▶ [POLECENIE A]
Wypisz z fragmentu tekstu wszystko od słów "Za nieuzasadnione należy" aż do słów "31 grudnia 2012r.".
▶ [POLECENIE B]
O co według fragmentu tekstu powód wnosił w piśmie z dnia 6 listopada 2012r?

▶ [FRAGMENT TEKSTU]

Za nieuzasadnione należy również uznać twierdzenia powoda odnoszące się do naruszenia art. 10 kpa. Przepis ten wskazuje na obowiązek organów administracji publicznej zapewnienia stronom czynnego udziału w każdym stadium postępowania administracyjnego. Skarżący zarzuca, że organ administracyjny wydając jednego dnia dwa postanowienia / o wznowieniu postępowania oraz wzywające do uzupełnienia dokumentacji / uniemożliwił mu wypowiedzenie się. Z tym argumentem jednak nie można się zgodzić, powód piśmie z dnia 6 listopada 2012r / k. 15- 17 / zajął stanowisko w sprawie, wnosząc o umorzenie postępowania, co nastąpiło w decyzji administracyjnej z dnia 31 grudnia 2012r.

Trudno również jest uznać że zarzuty, z których wynika, iż uzupełnienie dokumentacji poprzez dokonanie uzgodnień ze spółką wodociągową było niemożliwe, mają świadczyć o bezprawności postanowienia z dnia 29 października 2015r. Zresztą sam skarżący powołując się na te okoliczności nie wskazał, jakiego rodzaju przepisy prawa miałyby zostać naruszone w związku tymi właśnie okolicznościami. Przytaczając te argumenty powód wskazywał jedynie na naruszenie przez Sąd I instancji w przedmiotowym postępowaniu art. 233 § 1 kpc, czyli na niewłaściwą- jego zdaniem- ocenę zebranego materiału dowodowego. Na obrazę tego przepisu powoływał się również skarżący w kontekście oceny zeznań świadków. Jednak i w tym zakresie nie można przyjąć, by Sąd Rejonowy dokonał błędnej oceny dowodów. Powód wskazując na ten zarzut stwierdził jedynie, że Sąd I instancji oprał się głównie na zeznaniach pozwanych i św. K. B., a nie dał wiary zeznaniom św. K. P., K. Ł., K. B. i M. C.. Trzeba jednak zauważyć, że w części ustalającej stan faktyczny Sąd Rejonowy wskazał, że oprał się m. in. na zeznaniach św. K. Ł. czy św. K. P., zaś w części uzasadnienia zawierającej zważenia prawne Sąd Rejonowy nigdzie wprost nie stwierdził, że uznał zeznania wyżej wymienionych świadków za niewiarygodne, zeznania te również w żaden inny sposób nie zostały zdyskredytowane. W takiej sytuacji trudno jest więc uznać, że doszło naruszenia tego przepisu poprzez niewłaściwą ocenę zeznań świadków. W końcu należy zauważyć, że zeznania św. K. B. i M. C. dotyczyły okoliczności dotyczących świadczonych przez nich usług prawnych na rzecz powoda. W sytuacji zaś, gdy podstawą oddalenia powództwa był brak bezprawności postanowienia z dnia 29 października 2015r, trudno uznać, że zeznania te miały w niniejszej sprawie decydujące znaczenie.

(Ciąg danych)
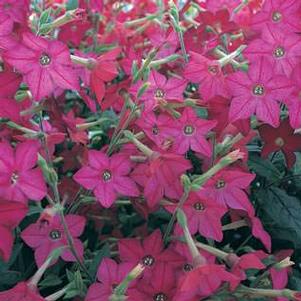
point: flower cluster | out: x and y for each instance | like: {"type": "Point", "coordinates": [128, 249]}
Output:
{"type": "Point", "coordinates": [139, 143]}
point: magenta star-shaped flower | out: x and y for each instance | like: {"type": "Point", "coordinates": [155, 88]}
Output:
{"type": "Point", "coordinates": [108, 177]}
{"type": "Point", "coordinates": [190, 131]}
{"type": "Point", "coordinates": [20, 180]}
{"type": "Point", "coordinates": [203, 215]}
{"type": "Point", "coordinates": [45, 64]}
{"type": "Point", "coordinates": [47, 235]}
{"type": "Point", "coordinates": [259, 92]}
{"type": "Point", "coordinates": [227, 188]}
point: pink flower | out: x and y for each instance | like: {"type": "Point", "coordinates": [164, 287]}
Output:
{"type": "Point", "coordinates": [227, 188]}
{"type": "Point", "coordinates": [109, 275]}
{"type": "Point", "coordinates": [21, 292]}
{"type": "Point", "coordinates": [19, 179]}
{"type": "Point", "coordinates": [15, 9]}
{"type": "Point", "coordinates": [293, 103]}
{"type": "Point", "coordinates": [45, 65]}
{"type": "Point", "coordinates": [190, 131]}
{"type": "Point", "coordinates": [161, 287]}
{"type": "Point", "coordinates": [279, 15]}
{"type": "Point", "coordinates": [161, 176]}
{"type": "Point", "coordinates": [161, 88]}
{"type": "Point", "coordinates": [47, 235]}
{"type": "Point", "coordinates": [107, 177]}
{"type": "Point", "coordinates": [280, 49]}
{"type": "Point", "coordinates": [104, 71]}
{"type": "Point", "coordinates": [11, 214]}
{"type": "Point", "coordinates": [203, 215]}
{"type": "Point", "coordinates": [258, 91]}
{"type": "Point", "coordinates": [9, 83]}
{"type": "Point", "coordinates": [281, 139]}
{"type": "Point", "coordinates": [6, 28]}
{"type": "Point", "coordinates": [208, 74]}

▶ [WYNIK A]
Za nieuzasadnione należy również uznać twierdzenia powoda odnoszące się do naruszenia art. 10 kpa. Przepis ten wskazuje na obowiązek organów administracji publicznej zapewnienia stronom czynnego udziału w każdym stadium postępowania administracyjnego. Skarżący zarzuca, że organ administracyjny wydając jednego dnia dwa postanowienia / o wznowieniu postępowania oraz wzywające do uzupełnienia dokumentacji / uniemożliwił mu wypowiedzenie się. Z tym argumentem jednak nie można się zgodzić, powód piśmie z dnia 6 listopada 2012r / k. 15- 17 / zajął stanowisko w sprawie, wnosząc o umorzenie postępowania, co nastąpiło w decyzji administracyjnej z dnia 31 grudnia 2012r.

▶ [WYNIK B]
O umorzenie postępowania.